Text for analysis:
= = =
Native American activist speaks at the ’Hurst

Protests+over+the+Dakota+Access+Pipeline+have+spread+throughout+the+nation+as+Americans+rally+together+to+defend+sacred+land+as+well+as+the+environment.

Contributed

Protests over the Dakota Access Pipeline have spread throughout the nation as Americans rally together to defend sacred land as well as the environment.

Julia Martino, Contributing writer

This year, Mercyhurst welcomes Tara Houska as the Sister Maura Smith Earth Day Speaker. Houska advocates a myriad of issues facing Native American communities focused on environmental justice, protection of sacred sites and institutional racism.

“We are honored to welcome Tara Houska to the Mercyhurst and Erie communities,” said Chris Magoc, co-founder and chair of the Green Team and a professor of History.

Earth Day was first celebrated in 1970 due to a series of concerns about water and air pollution, the loss of endangered species, green space and more. Biology professor Sister Maura Smith, who established the first environmental studies program at Mercyhurst University, also organized the first Earth Day at the school.
= = =
Information given:
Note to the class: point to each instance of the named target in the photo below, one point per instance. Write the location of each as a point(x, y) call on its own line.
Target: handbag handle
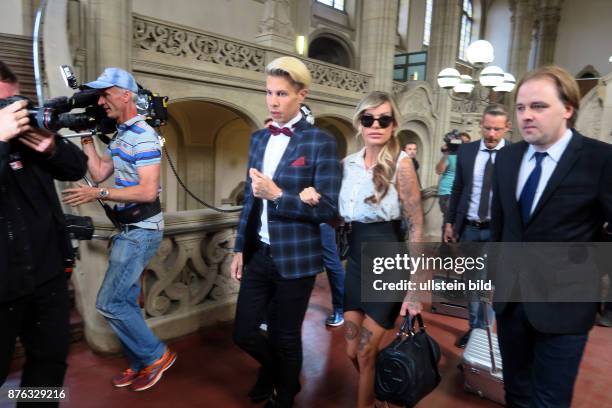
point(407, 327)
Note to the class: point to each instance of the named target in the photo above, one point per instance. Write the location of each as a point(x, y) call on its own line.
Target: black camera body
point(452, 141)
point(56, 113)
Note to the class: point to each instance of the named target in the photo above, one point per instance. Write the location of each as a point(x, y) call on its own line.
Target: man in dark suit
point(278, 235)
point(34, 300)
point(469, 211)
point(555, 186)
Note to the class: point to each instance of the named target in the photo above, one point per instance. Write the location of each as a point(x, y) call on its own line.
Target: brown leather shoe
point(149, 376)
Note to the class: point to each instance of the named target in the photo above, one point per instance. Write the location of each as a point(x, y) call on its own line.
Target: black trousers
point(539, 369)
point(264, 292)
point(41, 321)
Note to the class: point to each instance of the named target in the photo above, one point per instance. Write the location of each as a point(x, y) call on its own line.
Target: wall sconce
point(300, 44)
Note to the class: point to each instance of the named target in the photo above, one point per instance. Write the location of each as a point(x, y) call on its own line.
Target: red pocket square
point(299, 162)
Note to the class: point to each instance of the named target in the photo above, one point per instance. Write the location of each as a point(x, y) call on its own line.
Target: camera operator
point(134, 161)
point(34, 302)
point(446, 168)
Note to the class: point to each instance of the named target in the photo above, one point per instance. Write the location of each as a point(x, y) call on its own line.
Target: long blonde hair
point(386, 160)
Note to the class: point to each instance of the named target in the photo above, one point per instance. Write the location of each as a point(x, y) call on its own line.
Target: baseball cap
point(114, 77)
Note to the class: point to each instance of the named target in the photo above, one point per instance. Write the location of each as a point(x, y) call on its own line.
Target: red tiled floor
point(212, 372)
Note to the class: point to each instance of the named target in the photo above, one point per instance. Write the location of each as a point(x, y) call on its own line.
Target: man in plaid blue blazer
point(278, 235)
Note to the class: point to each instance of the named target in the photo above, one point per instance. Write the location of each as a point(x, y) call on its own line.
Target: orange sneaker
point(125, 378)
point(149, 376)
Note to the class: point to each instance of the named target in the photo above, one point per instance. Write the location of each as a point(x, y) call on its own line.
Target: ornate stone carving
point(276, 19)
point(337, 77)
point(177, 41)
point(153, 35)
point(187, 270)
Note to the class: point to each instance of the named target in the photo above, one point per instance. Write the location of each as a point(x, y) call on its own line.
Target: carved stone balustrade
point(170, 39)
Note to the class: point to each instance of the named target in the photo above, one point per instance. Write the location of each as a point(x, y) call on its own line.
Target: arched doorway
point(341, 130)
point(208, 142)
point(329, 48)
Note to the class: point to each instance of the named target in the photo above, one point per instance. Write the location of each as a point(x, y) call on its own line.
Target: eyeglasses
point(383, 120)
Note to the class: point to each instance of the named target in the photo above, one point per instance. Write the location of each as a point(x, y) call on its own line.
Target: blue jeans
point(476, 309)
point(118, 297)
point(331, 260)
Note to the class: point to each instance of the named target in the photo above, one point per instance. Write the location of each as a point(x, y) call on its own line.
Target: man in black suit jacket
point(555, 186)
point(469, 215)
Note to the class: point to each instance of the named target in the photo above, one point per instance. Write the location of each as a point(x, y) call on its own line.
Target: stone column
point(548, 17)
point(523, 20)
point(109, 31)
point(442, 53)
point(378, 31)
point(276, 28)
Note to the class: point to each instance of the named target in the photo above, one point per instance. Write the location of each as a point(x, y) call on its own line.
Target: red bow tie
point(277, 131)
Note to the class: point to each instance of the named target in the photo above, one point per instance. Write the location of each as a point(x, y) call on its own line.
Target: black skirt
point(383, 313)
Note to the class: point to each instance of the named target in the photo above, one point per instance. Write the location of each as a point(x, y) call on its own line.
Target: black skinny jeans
= = =
Work instructions:
Answer these questions using the article above about Tara Houska's visit to Mercyhurst:
1. What title does Tara Houska hold at Mercyhurst this year?
2. Besides being a professor of History, what role does Chris Magoc hold?
3. In what year was Earth Day first celebrated?

Result:
1. Sister Maura Smith Earth Day Speaker
2. Co-founder and chair of the Green Team
3. 1970